╔══
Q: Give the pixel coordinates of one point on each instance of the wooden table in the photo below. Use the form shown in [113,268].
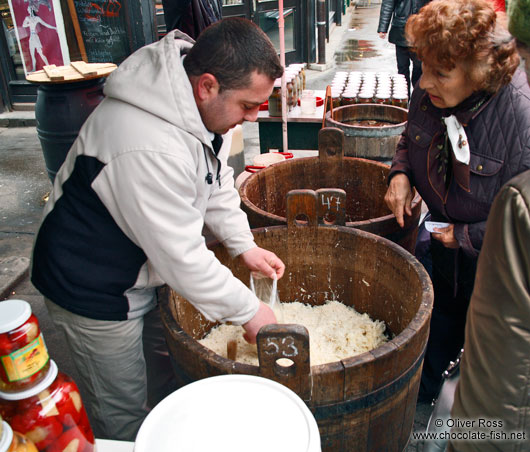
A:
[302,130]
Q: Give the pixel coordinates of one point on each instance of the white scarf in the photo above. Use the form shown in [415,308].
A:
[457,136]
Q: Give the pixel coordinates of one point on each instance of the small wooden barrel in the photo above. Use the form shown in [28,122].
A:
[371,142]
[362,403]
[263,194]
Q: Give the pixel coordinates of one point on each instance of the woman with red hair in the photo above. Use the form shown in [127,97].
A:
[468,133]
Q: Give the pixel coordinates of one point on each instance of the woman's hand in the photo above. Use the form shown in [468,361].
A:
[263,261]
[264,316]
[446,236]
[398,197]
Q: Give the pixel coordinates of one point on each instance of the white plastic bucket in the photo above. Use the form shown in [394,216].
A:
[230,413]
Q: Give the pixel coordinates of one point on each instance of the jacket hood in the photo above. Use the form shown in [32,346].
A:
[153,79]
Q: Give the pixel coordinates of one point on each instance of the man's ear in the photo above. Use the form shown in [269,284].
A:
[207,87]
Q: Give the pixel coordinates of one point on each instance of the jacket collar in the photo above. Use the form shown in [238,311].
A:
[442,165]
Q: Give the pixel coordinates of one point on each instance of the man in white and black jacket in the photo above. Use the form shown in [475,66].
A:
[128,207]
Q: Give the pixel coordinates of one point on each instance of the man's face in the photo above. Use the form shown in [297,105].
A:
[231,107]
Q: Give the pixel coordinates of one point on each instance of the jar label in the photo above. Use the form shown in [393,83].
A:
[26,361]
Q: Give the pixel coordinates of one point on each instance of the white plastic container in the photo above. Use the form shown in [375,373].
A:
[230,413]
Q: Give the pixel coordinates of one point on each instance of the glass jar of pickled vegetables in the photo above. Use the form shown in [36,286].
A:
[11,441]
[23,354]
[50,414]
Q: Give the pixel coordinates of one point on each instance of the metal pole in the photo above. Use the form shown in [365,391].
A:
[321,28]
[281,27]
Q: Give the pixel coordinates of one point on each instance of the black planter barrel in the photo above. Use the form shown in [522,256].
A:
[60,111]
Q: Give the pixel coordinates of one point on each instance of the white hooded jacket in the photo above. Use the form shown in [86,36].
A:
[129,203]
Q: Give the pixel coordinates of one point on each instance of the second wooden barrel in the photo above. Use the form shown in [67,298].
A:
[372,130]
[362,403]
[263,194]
╚══
- _INSTRUCTIONS FOR THE TASK_
Pictures are to be left out; everything else in the entries is reproduced verbatim.

- _EXPECTED ANSWER_
Q: Give the pixel coordinates of one point on each instance of the wooden table in the photo below. Use the form shown in [113,268].
A:
[302,130]
Q: Give the pixel coordinates of one point on each instance of the white scarf in the photo above. Use the form shown in [415,308].
A:
[457,136]
Q: Give the pixel coordinates of one point on each instance of the small wooden barrel in the photo above. Use the form shown in [28,122].
A:
[371,142]
[362,403]
[263,194]
Q: Give the pixel coordinates of one point on each instance of the woman with red hair in the photo above. Use the form shown in [127,97].
A:
[468,133]
Q: Give the pixel coordinates of one point on each instance of the woman's hand in the photo above. Use the form shown in [468,361].
A:
[263,261]
[264,316]
[446,236]
[398,197]
Q: Give the pixel coordinates of one point on each instance of the white plastic bucket in the photo above. Use the form shown in [394,216].
A:
[230,413]
Q: Give the pixel coordinates of one point on each instance of the jacket hood in the photo above. Use the form shown in [32,346].
A:
[153,79]
Q: Give the pixel coordinates of one point on each instance of the man's ear in the photo above. Use the form shown in [269,284].
A:
[207,87]
Q: Give the pixel coordinates of one point on each instance of the jacket collar in the photo above. Use the form shown in [238,311].
A:
[442,165]
Q: Give the pixel coordinates of one point on each instance of the man in white and black jacket in the photo above. Use the form shown in [475,66].
A:
[128,207]
Q: Give the pixel coordinates of one point on each instance of the man's face in the photo above. Use the form shown in [297,105].
A:
[231,107]
Q: Give the pixel coordinates of one point on each instance of the jar label in the photo above. Use the form shown in [393,83].
A:
[26,361]
Q: Give the pixel coordinates of one point on each instance of the white plastic container in the photo above. Use the form shown in [375,373].
A:
[230,413]
Q: Give the pixel coordinates of one point on each instance of the glass jar of pickled vegetables in the photo above. Use the form shown in [36,286].
A:
[11,441]
[23,354]
[50,414]
Q: Give the pixel coordinates of one point on each instance of the metal pole in the photo above. Use the form shown in [365,391].
A:
[321,28]
[281,27]
Q: Give the pixel coordinates of one point on each instance of the black planter barrel in the photo above. Use the form shown in [522,256].
A:
[60,111]
Q: Give the pixel coordinates of one point on each instance of the white hooded jacket in the photo above. Use the form shown in [86,36].
A:
[129,203]
Q: Give the pixel coordinates of one point on each instance of the second wooden barrel in the photo above. Use the form shown in [67,298].
A:
[372,130]
[362,403]
[263,194]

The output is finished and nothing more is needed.